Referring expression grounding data

___

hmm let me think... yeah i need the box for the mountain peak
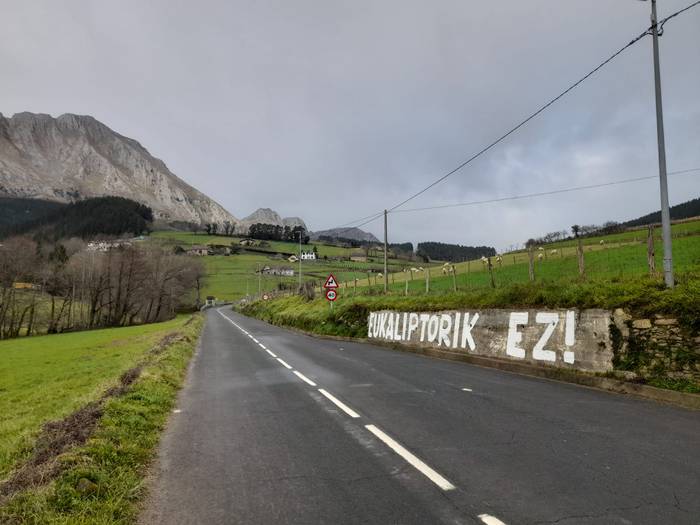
[0,112,237,225]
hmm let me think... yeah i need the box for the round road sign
[325,289,337,302]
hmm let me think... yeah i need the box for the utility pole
[648,0,674,288]
[298,230,303,292]
[383,210,388,293]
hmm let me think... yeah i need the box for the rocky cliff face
[236,208,308,234]
[310,226,379,243]
[0,112,237,225]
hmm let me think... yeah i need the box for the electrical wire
[390,168,700,214]
[321,1,700,231]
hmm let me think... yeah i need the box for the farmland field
[0,315,192,481]
[149,231,415,301]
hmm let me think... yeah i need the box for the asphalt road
[142,308,700,525]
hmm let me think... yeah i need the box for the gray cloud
[1,0,698,251]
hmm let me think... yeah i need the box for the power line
[390,168,700,214]
[323,1,700,231]
[383,1,700,213]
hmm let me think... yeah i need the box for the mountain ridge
[0,112,237,225]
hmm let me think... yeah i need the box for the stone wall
[367,309,613,372]
[612,309,700,383]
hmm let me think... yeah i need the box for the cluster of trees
[625,197,700,228]
[317,235,370,248]
[416,242,496,262]
[247,223,310,243]
[0,197,153,241]
[0,236,204,339]
[203,221,237,236]
[526,221,625,246]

___

PROBLEM STATEMENT:
Take the line holding "cluster of trees" and all lines after it through the end of the data, and set them down exactly.

RESULT BELOW:
hmm let me think... yeah i need the box for the cluster of trees
[625,197,700,228]
[317,235,370,248]
[416,242,496,262]
[247,223,310,243]
[0,197,153,241]
[0,236,204,339]
[203,221,237,236]
[526,221,625,246]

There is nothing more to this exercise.